EXERCISE TASKS:
[1] In the profile of Bloom Money, in what year was Bloom founded?
[2] Carry on the profile of Nina Mohanty and Bloom Money, picking up after its last sentence.

DOCUMENT SEGMENT:
####
If you are an aspiring founder and would like to get access to the full interviews with our founders, you can Apply to be part of Amela following this link ?? https://tally.so/r/3qdpv8
This fourth edition is a short interview with Nina Mohanty, Founder of Bloom Money
About Nina Mohanty
Nina Mohanty is an entrepreneur dedicated to increasing financial inclusion for underserved communities. With a background in fintech, she’s spent years analyzing financial behaviors and challenges faced by immigrant and minority communities, which often lack access to traditional financial tools. This experience inspired her to found Bloom, a company aimed at creating financial solutions tailored to these unique needs, bridging the gap between traditional financial systems and those they often overlook.
About Bloom Money
Founded in 2021, Bloom is a UK based fintech platform designed to empower immigrant and minority communities in the UK and Europe with financial tools typically inaccessible through traditional banks. By offering resources like credit-building solutions and structured savings, Bloom tackles critical gaps in financial access, helping individuals navigate financial systems that don’t always meet their needs. Through Bloom, Nina aims to provide fair financial access and help users build a secure financial future. Bloom has been accelerated by Zinal Growth, January Ventures, Pact VC and Octopus Ventures.
####
Rows from a pointing dataset:

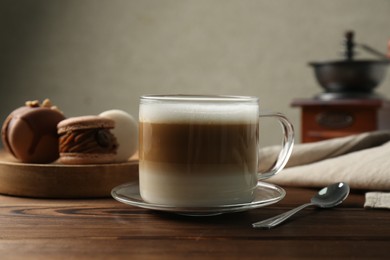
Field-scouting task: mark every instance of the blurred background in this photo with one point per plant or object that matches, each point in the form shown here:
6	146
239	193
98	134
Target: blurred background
88	56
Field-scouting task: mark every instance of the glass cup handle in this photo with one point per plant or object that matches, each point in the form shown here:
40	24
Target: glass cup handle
287	146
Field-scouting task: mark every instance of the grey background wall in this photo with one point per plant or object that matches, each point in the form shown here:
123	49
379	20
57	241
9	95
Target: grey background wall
92	55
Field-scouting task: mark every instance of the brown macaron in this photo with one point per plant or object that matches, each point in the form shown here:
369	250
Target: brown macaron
87	140
29	133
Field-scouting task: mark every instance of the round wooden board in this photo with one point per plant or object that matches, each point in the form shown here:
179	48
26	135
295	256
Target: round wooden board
57	180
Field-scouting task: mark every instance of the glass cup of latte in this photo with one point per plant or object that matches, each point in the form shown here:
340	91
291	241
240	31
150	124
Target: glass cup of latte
202	151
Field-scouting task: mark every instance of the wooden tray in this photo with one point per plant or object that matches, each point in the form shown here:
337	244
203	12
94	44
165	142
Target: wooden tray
63	181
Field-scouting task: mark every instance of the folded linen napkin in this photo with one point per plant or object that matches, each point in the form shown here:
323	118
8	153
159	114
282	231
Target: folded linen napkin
363	161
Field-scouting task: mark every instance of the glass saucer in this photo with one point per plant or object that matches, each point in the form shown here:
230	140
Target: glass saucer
265	194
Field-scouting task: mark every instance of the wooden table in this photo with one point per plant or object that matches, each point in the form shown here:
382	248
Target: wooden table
107	229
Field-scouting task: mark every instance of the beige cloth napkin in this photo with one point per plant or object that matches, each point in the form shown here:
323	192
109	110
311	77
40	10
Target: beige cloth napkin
363	161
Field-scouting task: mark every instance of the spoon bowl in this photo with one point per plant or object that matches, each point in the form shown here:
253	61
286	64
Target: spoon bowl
327	197
331	196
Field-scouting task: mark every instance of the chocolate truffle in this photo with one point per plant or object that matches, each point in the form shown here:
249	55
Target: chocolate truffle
29	133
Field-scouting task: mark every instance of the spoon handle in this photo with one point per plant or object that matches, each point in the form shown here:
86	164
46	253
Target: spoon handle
274	221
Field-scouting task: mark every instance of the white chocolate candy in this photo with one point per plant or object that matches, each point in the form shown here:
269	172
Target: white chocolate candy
125	131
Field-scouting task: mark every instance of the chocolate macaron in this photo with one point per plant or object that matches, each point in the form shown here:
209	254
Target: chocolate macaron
29	133
87	140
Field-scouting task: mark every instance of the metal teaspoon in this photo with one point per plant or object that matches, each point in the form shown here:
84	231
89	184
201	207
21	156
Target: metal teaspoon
327	197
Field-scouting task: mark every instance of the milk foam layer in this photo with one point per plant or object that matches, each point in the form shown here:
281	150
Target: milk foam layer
214	186
174	112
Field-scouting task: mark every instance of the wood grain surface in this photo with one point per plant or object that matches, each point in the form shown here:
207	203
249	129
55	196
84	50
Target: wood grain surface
107	229
57	180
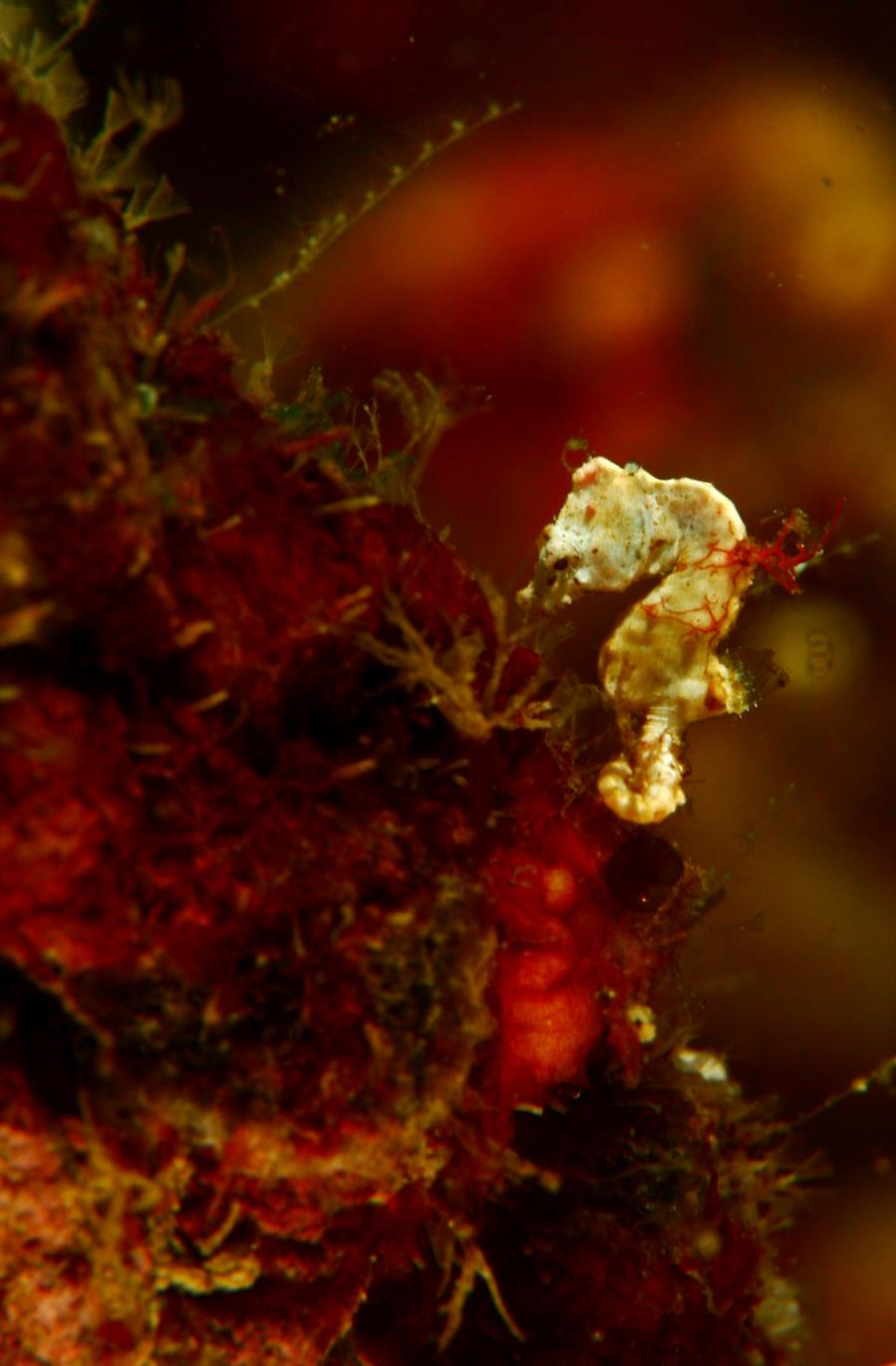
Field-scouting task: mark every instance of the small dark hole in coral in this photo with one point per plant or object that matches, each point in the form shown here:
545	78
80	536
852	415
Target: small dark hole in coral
643	872
55	1052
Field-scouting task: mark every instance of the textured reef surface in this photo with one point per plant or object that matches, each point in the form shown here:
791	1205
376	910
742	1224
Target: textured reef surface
336	1021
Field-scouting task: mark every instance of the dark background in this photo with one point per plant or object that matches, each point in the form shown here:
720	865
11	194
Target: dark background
734	141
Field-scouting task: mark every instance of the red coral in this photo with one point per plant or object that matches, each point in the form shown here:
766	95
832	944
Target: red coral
297	909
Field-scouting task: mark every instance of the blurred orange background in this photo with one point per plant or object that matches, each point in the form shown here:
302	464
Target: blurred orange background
682	249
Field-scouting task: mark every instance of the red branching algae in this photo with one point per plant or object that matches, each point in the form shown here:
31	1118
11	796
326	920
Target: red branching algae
327	1032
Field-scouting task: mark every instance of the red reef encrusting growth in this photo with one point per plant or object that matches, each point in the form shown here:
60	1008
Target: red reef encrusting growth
327	1027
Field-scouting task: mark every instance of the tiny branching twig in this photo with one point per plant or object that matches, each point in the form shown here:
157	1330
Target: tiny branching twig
333	227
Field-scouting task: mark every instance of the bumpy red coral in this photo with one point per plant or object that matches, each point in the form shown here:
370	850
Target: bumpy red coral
298	910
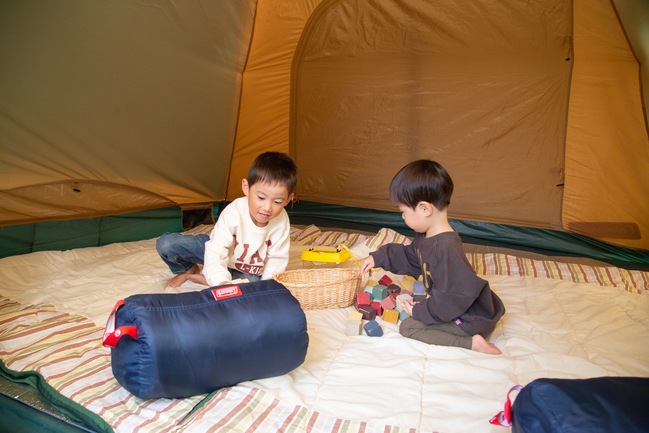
####
ANSWERS TO THE TASKS:
[1] 2021

[2]
Anais: What was your journey toward launching Bloom?
Nina: I didn’t go full-time with Bloom right away. I actually spent about a year and a half doing desk research and competitive analysis before I fully committed. My goal was to understand the space thoroughly—figuring out if anyone else was already tackling this problem, analyzing what was working for them, and identifying where they fell short. I interviewed dozens of remittance providers to gain insight into the challenges they and their customers faced. I started with hypotheses about what the problems were, but I didn’t jump straight to a solution. Instead, I took the time to understand the underlying issues.
About six months before quitting my job at Klarna, I began conducting one-on-one interviews with people I thought would be Bloom’s target demographic. I wanted to understand their unique perspectives on money and how factors like risk appetite and the formal financial system impacted them. During this time, I was learning about the financial behaviors in immigrant communities and emerging markets, which often operate outside the norms of traditional financial systems. Eventually, I reached a point where I felt I had enough knowledge and conviction to leave my job and focus on Bloom. I’m pretty risk-averse, so I made sure I had a year of personal runway before diving in, even taking on some side gigs to cushion the transition.
Anais: What helped you commit to taking the leap?
Nina: The decision came from hearing a consistent pain point across countless conversations.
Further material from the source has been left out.